• [SET EXERCISE] Number each line as a list, from the line containing "mark: the innermost point of each instance of the dark" down to the end of the items. Skip blank lines and leave the pictures out.

• [INFORMATION PROVIDED]

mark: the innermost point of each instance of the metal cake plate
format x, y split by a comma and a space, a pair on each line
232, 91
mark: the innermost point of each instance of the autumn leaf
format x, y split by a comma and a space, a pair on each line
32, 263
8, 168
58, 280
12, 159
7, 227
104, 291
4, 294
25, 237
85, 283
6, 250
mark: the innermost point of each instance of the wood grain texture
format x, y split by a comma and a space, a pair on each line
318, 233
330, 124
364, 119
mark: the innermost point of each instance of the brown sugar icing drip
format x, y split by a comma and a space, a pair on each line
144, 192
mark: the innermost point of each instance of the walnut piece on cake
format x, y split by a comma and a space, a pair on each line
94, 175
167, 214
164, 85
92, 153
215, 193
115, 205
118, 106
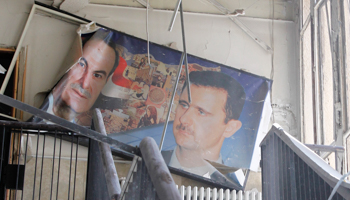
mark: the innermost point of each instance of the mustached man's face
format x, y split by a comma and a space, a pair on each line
200, 125
85, 80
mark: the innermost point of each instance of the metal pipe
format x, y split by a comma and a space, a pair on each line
18, 49
174, 16
158, 170
171, 101
111, 174
346, 135
185, 52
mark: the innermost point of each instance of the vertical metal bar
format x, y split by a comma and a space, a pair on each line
70, 165
2, 149
25, 161
184, 48
318, 51
174, 16
59, 166
88, 167
19, 154
171, 101
76, 163
345, 98
42, 166
12, 142
53, 163
36, 161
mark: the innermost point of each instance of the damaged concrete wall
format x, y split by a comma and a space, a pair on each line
208, 36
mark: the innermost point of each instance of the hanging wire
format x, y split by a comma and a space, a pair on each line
149, 60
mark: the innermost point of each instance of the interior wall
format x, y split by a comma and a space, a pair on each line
211, 37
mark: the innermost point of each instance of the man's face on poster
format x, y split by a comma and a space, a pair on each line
200, 125
87, 77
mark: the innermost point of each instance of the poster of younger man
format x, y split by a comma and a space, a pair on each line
77, 91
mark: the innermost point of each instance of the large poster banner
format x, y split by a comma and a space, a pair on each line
213, 136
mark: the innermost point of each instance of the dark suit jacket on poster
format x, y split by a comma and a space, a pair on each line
216, 176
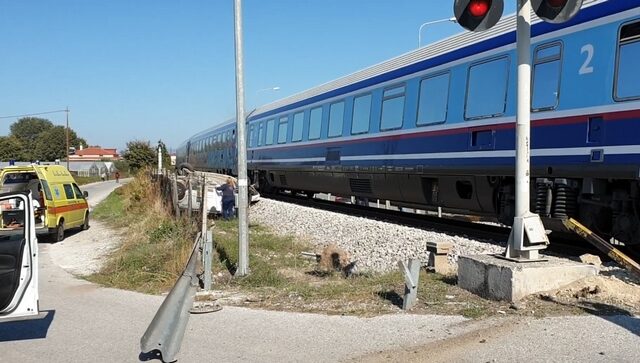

• [EXPECTED ANSWER]
1. mark: the innermost point of each instance of the dark suit jacket on poster
2. format x, y split by a comma and a space, a pair on each line
3. 216, 176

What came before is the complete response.